**Written instruction**
Can you add 129 to every bounding-box coordinate and write out everything from the start of the data down to the line containing "[0,52,300,400]", that line included? Leave the pictures out.

**Input material**
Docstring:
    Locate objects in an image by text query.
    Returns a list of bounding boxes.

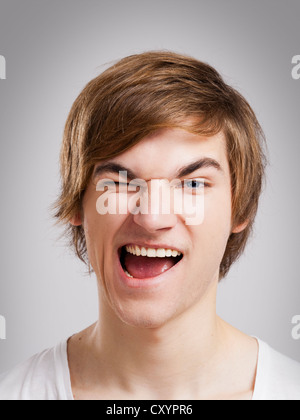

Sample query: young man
[0,52,300,400]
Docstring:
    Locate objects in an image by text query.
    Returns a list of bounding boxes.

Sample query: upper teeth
[126,245,182,258]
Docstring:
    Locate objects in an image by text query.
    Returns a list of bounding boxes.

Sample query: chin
[113,305,179,329]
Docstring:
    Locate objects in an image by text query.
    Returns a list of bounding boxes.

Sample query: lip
[116,242,184,290]
[118,242,184,255]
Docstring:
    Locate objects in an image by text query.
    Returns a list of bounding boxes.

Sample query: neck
[91,285,226,399]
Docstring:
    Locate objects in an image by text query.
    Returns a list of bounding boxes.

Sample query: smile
[120,244,183,279]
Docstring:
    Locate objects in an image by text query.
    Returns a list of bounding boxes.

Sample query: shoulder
[0,341,70,400]
[254,340,300,401]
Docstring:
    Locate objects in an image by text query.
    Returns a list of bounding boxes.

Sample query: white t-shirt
[0,340,300,401]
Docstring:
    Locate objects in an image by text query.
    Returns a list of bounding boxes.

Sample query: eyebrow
[93,157,223,179]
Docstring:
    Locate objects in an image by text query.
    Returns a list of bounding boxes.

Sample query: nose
[133,213,177,233]
[133,179,177,233]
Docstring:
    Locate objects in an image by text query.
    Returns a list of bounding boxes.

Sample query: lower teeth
[124,270,133,278]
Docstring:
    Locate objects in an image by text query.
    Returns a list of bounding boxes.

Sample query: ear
[70,213,82,226]
[231,220,249,233]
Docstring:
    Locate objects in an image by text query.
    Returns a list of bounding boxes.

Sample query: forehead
[105,128,229,179]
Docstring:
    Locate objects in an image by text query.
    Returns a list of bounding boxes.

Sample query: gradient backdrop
[0,0,300,372]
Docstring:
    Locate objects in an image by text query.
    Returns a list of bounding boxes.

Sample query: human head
[56,51,265,279]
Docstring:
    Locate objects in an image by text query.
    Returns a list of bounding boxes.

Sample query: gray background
[0,0,300,371]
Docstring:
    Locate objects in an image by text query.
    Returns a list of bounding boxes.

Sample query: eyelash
[112,179,210,191]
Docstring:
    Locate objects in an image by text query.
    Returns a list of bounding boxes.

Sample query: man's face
[78,129,231,327]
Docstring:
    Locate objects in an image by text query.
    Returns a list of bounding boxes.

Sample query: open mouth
[120,245,183,279]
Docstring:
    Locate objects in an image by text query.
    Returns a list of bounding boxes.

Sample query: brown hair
[55,51,265,279]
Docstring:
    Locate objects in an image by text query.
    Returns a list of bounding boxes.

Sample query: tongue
[124,254,176,279]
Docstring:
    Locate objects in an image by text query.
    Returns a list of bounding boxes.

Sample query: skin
[68,129,258,399]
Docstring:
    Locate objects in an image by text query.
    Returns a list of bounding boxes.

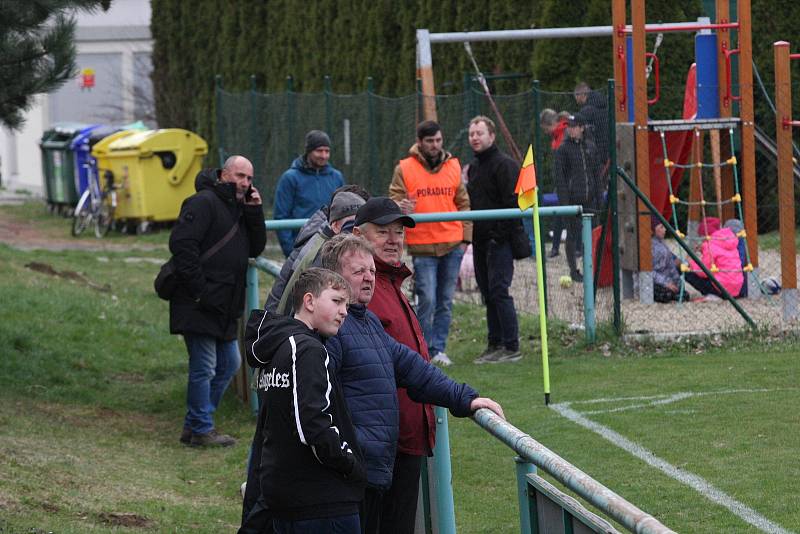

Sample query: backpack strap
[200,221,239,263]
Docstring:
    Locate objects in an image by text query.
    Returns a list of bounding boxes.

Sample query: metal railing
[246,206,596,534]
[472,409,674,534]
[253,206,597,343]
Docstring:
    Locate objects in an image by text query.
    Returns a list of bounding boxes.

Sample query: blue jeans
[414,249,464,356]
[522,217,536,258]
[273,514,361,534]
[183,340,242,434]
[472,240,519,351]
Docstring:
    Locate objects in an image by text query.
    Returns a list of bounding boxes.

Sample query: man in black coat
[553,113,601,282]
[467,115,524,363]
[169,156,267,447]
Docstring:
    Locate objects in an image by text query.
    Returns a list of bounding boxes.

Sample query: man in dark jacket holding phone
[169,156,267,447]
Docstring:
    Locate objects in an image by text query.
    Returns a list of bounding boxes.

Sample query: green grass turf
[0,208,800,533]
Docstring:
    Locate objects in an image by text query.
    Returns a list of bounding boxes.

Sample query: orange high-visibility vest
[400,157,464,245]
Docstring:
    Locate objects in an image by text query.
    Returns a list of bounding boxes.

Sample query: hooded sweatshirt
[273,156,344,257]
[245,310,366,520]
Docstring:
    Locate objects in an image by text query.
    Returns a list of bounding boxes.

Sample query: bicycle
[72,164,117,239]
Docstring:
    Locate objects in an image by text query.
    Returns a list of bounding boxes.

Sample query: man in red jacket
[353,197,436,534]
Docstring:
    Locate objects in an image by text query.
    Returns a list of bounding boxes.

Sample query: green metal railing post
[600,78,622,336]
[531,80,555,313]
[367,76,378,196]
[248,74,261,170]
[415,78,424,126]
[581,213,595,344]
[433,406,456,534]
[245,264,261,415]
[286,75,296,165]
[214,74,225,167]
[472,408,675,534]
[323,76,333,136]
[514,456,536,534]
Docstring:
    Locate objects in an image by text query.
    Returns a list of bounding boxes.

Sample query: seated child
[650,217,681,302]
[240,268,366,534]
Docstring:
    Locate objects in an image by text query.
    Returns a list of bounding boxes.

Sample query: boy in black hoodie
[240,268,366,533]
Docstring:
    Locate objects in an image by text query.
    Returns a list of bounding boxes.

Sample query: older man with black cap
[322,230,503,534]
[264,189,369,315]
[353,197,436,533]
[273,130,344,258]
[553,113,602,282]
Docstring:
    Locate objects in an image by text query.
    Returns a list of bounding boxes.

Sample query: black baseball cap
[567,112,586,126]
[355,197,417,228]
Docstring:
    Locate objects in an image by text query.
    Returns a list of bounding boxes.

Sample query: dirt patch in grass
[25,261,111,293]
[97,512,155,528]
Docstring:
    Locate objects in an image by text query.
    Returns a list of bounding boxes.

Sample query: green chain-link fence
[217,73,800,340]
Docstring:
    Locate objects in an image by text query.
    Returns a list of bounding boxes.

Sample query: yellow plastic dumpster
[92,128,208,222]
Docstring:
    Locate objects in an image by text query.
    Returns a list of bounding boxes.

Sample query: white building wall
[0,0,156,195]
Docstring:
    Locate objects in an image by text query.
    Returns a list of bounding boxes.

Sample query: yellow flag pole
[533,187,550,405]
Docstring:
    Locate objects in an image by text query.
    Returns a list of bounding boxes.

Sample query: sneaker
[189,428,236,447]
[495,349,522,363]
[431,352,453,367]
[180,426,192,445]
[475,348,522,364]
[472,345,503,364]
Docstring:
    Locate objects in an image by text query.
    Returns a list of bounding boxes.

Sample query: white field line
[571,388,797,415]
[550,390,794,534]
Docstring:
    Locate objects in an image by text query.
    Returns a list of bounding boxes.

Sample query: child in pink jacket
[685,228,744,297]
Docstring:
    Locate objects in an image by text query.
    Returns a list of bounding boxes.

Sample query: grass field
[0,204,800,533]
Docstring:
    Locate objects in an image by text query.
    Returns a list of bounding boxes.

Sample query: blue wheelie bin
[69,126,121,198]
[39,123,97,211]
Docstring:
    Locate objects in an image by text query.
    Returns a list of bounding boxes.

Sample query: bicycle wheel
[72,190,92,237]
[94,202,114,238]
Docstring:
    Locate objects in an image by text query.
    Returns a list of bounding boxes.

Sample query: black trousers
[380,453,425,534]
[472,240,520,351]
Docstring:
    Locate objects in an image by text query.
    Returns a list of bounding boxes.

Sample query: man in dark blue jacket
[169,156,267,447]
[322,234,503,532]
[273,130,344,258]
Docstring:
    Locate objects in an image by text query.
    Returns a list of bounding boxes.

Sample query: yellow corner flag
[514,145,550,404]
[514,145,536,210]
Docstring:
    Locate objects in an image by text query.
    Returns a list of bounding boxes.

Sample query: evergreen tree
[533,0,588,91]
[0,0,110,128]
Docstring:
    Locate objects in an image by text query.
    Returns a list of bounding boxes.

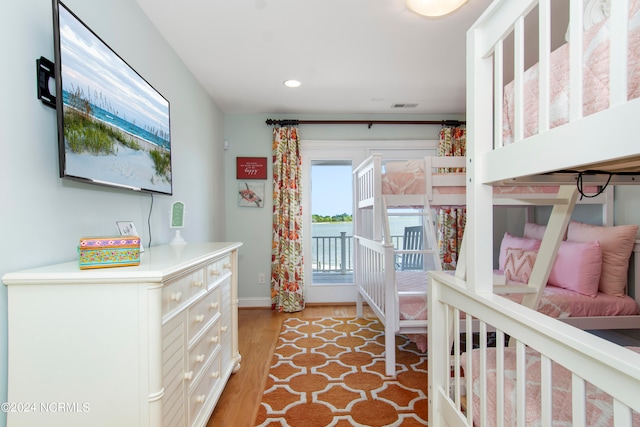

**Output for this task**
Docstring:
    Locate objects in an image by text query.
    Returns a list of bounding boxes.


Sample query: young man
[129,181,429,529]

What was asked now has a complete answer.